## Aim:
Write out, word for word, the part of the AIME Problem 8 solution below that lies between "Let's divide the" and "and one bucket.", inclusive.

## Extract to read:
════════════════

AIME Problem 8

Let's divide the board up into 13 disjoint regions: the central square, and 12 buckets , where each bucket is a region of 4 squares that is invariant on rotation. For example, the four corners of the board are one bucket.

Then we can separate the possible locations of yellow squares into three cases:

• Case 1: One square in each of two distinct buckets
• Case 2: Both squares in one bucket
• Case 3: The central square, and one bucket.

Solving each of these cases separately:

Case 1. There are $12 \choose 2$ ways of choosing the two buckets. If we fix the location of one yellow square in one bucket then we see that there are $4$ ways of placing the other yellow square.

Case 2. There are $12$ ways of choosing the bucket; and then $2$ ways of placing the yellow squares within that bucket (either adjacent or opposite).

════════════════

## Extracted information:
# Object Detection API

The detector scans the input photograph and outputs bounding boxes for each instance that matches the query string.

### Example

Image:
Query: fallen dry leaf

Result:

════════════════

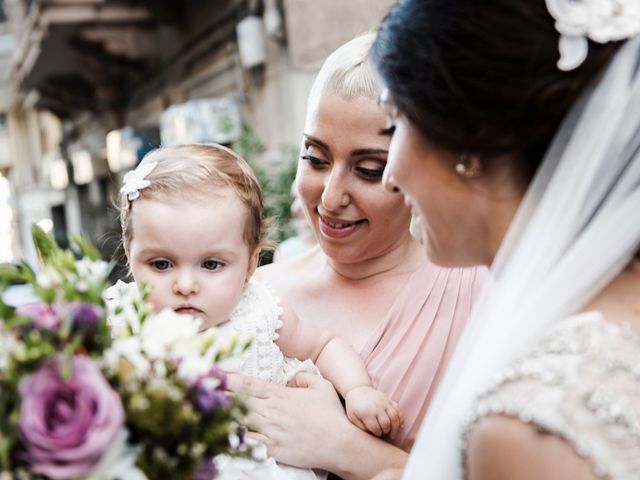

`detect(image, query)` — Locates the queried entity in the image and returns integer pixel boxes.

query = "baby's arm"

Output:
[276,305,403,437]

════════════════

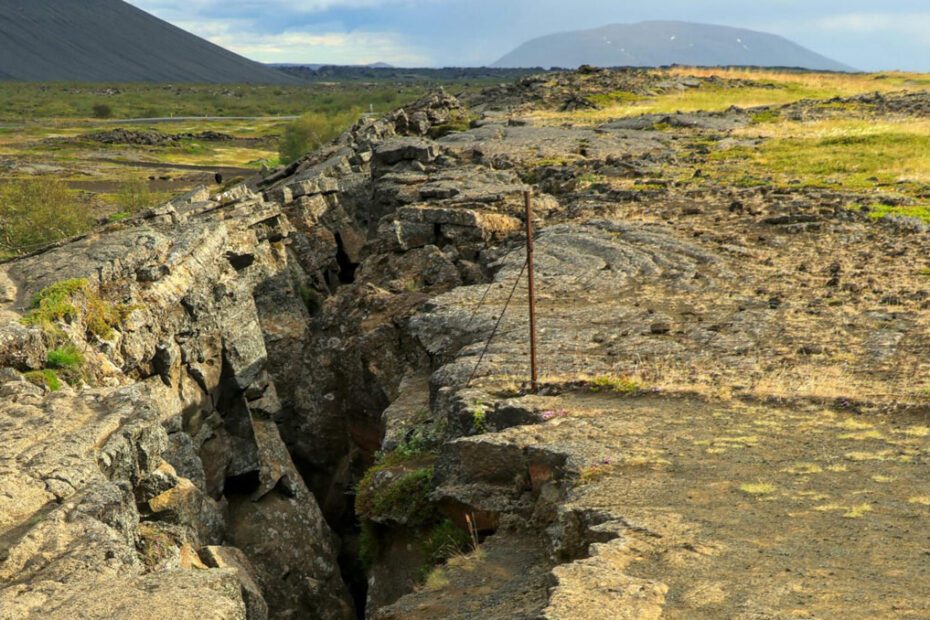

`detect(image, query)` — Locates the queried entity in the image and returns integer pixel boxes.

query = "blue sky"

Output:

════════════════

## Full answer:
Let's divide the board up into 13 disjoint regions: the central square, and 12 buckets , where each bucket is a region of 4 squares that is invariant on rotation. For example, the four corners of the board are one bucket.

Then we can separate the possible locations of yellow squares into three cases:

• Case 1: One square in each of two distinct buckets
• Case 2: Both squares in one bucket
• Case 3: The central square, and one bucket.